◆ **MATERIAL TO PROCESS**
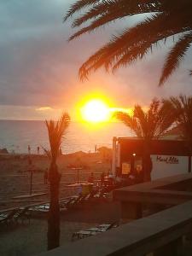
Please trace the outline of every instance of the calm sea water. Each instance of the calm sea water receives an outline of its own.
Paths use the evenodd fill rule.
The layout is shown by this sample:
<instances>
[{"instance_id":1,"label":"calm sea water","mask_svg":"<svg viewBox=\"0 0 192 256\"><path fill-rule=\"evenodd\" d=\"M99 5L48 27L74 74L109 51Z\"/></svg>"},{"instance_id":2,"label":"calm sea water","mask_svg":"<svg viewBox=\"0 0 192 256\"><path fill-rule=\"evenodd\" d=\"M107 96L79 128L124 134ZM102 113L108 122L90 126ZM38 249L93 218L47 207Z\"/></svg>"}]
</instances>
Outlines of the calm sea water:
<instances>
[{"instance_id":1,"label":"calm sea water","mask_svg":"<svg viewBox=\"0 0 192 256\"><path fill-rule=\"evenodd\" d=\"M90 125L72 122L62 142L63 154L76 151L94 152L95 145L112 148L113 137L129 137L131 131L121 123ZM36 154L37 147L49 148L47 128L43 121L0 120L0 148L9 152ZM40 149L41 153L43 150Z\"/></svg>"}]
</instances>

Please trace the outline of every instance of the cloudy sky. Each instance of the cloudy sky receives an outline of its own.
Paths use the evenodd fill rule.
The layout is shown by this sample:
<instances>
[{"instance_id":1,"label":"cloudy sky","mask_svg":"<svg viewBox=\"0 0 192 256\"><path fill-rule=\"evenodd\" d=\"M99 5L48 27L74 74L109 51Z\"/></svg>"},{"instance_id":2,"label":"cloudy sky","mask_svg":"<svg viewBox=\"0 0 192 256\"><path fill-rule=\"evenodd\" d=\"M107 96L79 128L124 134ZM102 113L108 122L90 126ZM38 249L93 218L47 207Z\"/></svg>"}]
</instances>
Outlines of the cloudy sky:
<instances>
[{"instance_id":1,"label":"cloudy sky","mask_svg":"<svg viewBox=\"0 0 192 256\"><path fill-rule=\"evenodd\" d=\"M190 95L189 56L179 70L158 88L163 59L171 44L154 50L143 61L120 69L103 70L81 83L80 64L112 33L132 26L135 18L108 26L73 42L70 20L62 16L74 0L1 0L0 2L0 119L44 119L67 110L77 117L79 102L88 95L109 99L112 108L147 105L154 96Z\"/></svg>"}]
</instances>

◆ **AIM**
Rewrite all of the material with "trace" changed to "draw" and nothing else altered, and leave the pictures out of your answer.

◆ **FULL ANSWER**
Please draw the outline of every instance of the calm sea water. Each instance of the calm sea water receives an outline of its own.
Paths use the evenodd fill rule.
The layout is shown by this sample:
<instances>
[{"instance_id":1,"label":"calm sea water","mask_svg":"<svg viewBox=\"0 0 192 256\"><path fill-rule=\"evenodd\" d=\"M99 5L48 27L74 74L109 51Z\"/></svg>"},{"instance_id":2,"label":"calm sea water","mask_svg":"<svg viewBox=\"0 0 192 256\"><path fill-rule=\"evenodd\" d=\"M107 96L79 128L124 134ZM102 113L108 122L90 126ZM38 249L93 218L47 207Z\"/></svg>"}]
</instances>
Outlines of the calm sea water:
<instances>
[{"instance_id":1,"label":"calm sea water","mask_svg":"<svg viewBox=\"0 0 192 256\"><path fill-rule=\"evenodd\" d=\"M90 125L72 122L62 142L63 154L76 151L94 152L95 145L112 148L113 137L129 137L131 131L121 123ZM36 154L37 147L49 148L47 128L43 121L0 120L0 148L9 152ZM40 149L41 153L43 150Z\"/></svg>"}]
</instances>

Please draw the outline of every instance of the cloudy sky. Each instance of the cloudy sky receives an outline of its own.
Paths use the evenodd fill rule.
The layout is shown by this sample:
<instances>
[{"instance_id":1,"label":"cloudy sky","mask_svg":"<svg viewBox=\"0 0 192 256\"><path fill-rule=\"evenodd\" d=\"M99 5L48 27L74 74L109 51Z\"/></svg>"},{"instance_id":2,"label":"cloudy sky","mask_svg":"<svg viewBox=\"0 0 192 256\"><path fill-rule=\"evenodd\" d=\"M107 96L79 128L124 134ZM102 113L108 122L90 126ZM38 249L93 218L47 207Z\"/></svg>"}]
</instances>
Outlines of the cloudy sky:
<instances>
[{"instance_id":1,"label":"cloudy sky","mask_svg":"<svg viewBox=\"0 0 192 256\"><path fill-rule=\"evenodd\" d=\"M190 95L189 56L179 70L158 88L163 59L171 44L154 50L143 61L120 69L103 70L81 83L80 64L112 33L132 26L135 18L108 26L73 42L70 20L62 16L74 0L1 0L0 2L0 119L44 119L67 110L77 117L79 102L88 95L109 99L112 108L147 105L154 96Z\"/></svg>"}]
</instances>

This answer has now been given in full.